----- Reading passage

Continuing with the example, source service cluster 322 receives replication request 325 and determines that the time span for the snapshots with date later than “Sun Oct 01 00:00:00 PDT 2017” is from “Sun Oct 02 03:00:00 PDT 2017” to “Sun Oct 09 03:00:00 PDT 2017” which is 7 days, which is shorter than 8 days, so selects the snapshot dated “Sun Oct 02 03:00:00 PDT 2017” as the next snapshot to replicate 335 and sends the following response:


	struct NextSnapshotInfoResponse {
	1: Status(“OK”)
	2: List(“a snapshotId dated at Sun Oct 02 03:00:00 PDT 2017”)
	3: 604800000 // 7 days
	}

Target service cluster 328 stores last_catchup_window=604800000 (7 days) into job config, for use in the next request, and replicates the snapshot's “a snapshotId dated Sun Oct 02 03:00:00 PDT 2017”.
For some implementations of the disclosed technology an explicit check is executed of the version of the source and target cluster software. In the case in which source server cluster 322 does not support the disclosed heuristic described earlier for determining which snapshot to replicate, the following algorithm can be used on source server cluster 322 for selecting the next snapshot to replicate.


nextSnapshotInfo(request: NextSnapshotInfoRequest){

	version = request.context.version
	check(request)
	snapshots = getAllSnapshotsForSnappable(request.snappable_id)
	Snapshot = getLatestSnapshots(snapshots)
	New NextSnapshotInfoResponse(

	Status.OK,
	List(snapshot.info)

)

}

The heuristic described earlier for catch-up replication is usable on target server cluster 328 for determining which snapshot to replicate.
In the case in which an explicit check of the version of the source and target clusters reveals that source server cluster 322 utilizes a version that supports the heuristic described earlier for catch-up replication, then source server cluster 322 utilizes that heuristic algorithm. If target server cluster 328 does not support the heuristic described earlier for determining which snapshot to replicate, the following algorithm can be used on target server cluster 328 for selecting the next snapshot to replicate.


	request = new NextSnapshotInfoRequest(

	Context,
	snappableId,
	snapshotType)

	response = nextSnapshotInfo(request)
	snapshotInfo = response.value[0]
	// Sanity check to see if we can replicate this snapshot
	if check(snapshotInfo){

replicate(snapshotInfo)

	}

In summary, for some implementations of the disclosed technology an explicit check is executed to determine whether the version of software running on the source cluster and the version running on the target cluster support the disclosed heuristic for replication catch-up, before determining which snapshot request to utilize for replication.

----------

» **Questions on the material**
[A] Write out the part of the snapshot replication passage that begins with the words "Target service cluster" and stops after the words "Snapshot = getLatestSnapshots(snapshots)".
[B] Extend the snapshot replication passage, picking up after its last sentence.

----- Data below

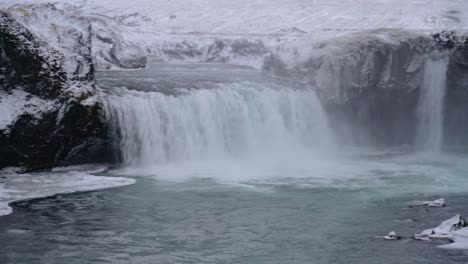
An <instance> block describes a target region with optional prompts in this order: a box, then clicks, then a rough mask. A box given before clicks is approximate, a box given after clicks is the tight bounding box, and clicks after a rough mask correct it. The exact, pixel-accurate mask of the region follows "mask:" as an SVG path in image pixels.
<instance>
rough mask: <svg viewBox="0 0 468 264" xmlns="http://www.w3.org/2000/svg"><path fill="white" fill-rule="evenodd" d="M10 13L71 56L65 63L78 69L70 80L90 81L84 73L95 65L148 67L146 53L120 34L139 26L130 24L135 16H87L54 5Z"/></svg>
mask: <svg viewBox="0 0 468 264" xmlns="http://www.w3.org/2000/svg"><path fill="white" fill-rule="evenodd" d="M8 12H9V13H10V14H12V16H13V17H14V18H15V19H17V20H18V21H19V22H21V23H22V24H24V25H26V26H27V28H28V29H29V30H31V31H32V32H33V33H34V34H36V35H38V36H40V37H41V38H42V39H47V42H48V43H49V44H51V45H52V46H54V48H58V49H59V50H60V51H62V52H64V51H67V52H70V51H71V52H72V53H70V54H67V58H68V60H65V63H66V67H67V68H69V69H72V68H74V69H75V71H74V70H69V72H70V73H72V76H69V77H71V78H77V77H79V78H87V77H88V76H85V75H83V72H89V73H91V71H89V70H90V69H88V68H87V67H88V65H91V64H92V62H94V64H95V66H97V67H98V68H100V69H109V68H124V69H136V68H144V67H145V66H146V54H145V52H144V51H143V49H142V48H140V47H139V46H137V45H135V44H133V43H131V42H129V41H126V40H125V38H124V37H123V36H122V34H121V31H125V29H126V28H132V27H135V26H136V25H135V24H132V23H129V22H128V20H129V19H131V18H135V17H136V18H140V17H139V16H137V15H136V14H133V15H131V16H123V17H108V16H104V15H99V14H88V13H85V12H83V10H81V9H80V7H79V6H76V5H70V4H60V5H58V4H51V3H48V4H32V5H26V4H19V5H14V6H12V7H10V8H8ZM141 19H144V18H141ZM70 39H72V40H71V41H70ZM84 54H86V56H84ZM80 72H81V73H80Z"/></svg>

----------

» **Responses in order**
[A]
Target service cluster 328 stores last_catchup_window=604800000 (7 days) into job config, for use in the next request, and replicates the snapshot's “a snapshotId dated Sun Oct 02 03:00:00 PDT 2017”.
For some implementations of the disclosed technology an explicit check is executed of the version of the source and target cluster software. In the case in which source server cluster 322 does not support the disclosed heuristic described earlier for determining which snapshot to replicate, the following algorithm can be used on source server cluster 322 for selecting the next snapshot to replicate.


nextSnapshotInfo(request: NextSnapshotInfoRequest){

	version = request.context.version
	check(request)
	snapshots = getAllSnapshotsForSnappable(request.snappable_id)
	Snapshot = getLatestSnapshots(snapshots)

[B]
FIG. 4 shows an example “Edit SLA Domain” dialog box 400 within the user interface for Rubrik platform 102 for customizing a VM SLA—an official commitment that prevails between service provider and client, with specific aspects of the service, including how often to take VM snapshots and how long to keep the snapshots, as agreed between the service provider and the service user. In the example shown, a VM snapshot is to be taken once every four hours 434, once every day 444, once every month 454 and once every year 464. The four-hour snapshots are to be kept for three days 448, the daily snapshots are to be retained for thirty days 458, the monthly snapshots are kept for one month 468 and the yearly snapshots are to be retained for two years 478. Note that the first full snapshot is to be taken at the first opportunity 474.
The configured SLA gets propagated to the linked VM. SLAs are tracked per VM object with one object per MOID. When a new VM and thereby a new MOID is linked to an existing set of VMs, the SLA of the active newest VM object in the snappable group is assigned to the new VM object, which becomes the new active VM in the group. In one implementation, if the old VM was inheriting SLA from higher-level objects from its hierarchy such as the host, a folder or vCenter, the new VM object will forget that SLA and go back to inheriting mode and will inherit SLA from the higher-level objects in its new hierarchy. If the higher-level objects in its new hierarchy do not have an SLA assigned to them, the new VM will show no SLA. If an SLA is assigned to one of the higher-level objects, the new VM will pick it up. Different SLA propagation scenarios can be implemented for other use cases. In one case, if the customer wants to preserve inherited SLAs of the VMs in the new vCenter, they may choose to bulk-assign direct SLAs to the VMs via the UI before migration of their VMs.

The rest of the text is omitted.